PROMPT:
All of the records must be restated exactly, with every line complete.

Content starts

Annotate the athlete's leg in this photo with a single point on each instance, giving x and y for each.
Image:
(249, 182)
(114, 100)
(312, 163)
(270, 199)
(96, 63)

Content ends

EXERCISE SOLUTION:
Annotate the athlete's leg in this photo with a single point on each instance, giving x and y for each.
Image:
(249, 182)
(114, 100)
(312, 163)
(270, 199)
(96, 63)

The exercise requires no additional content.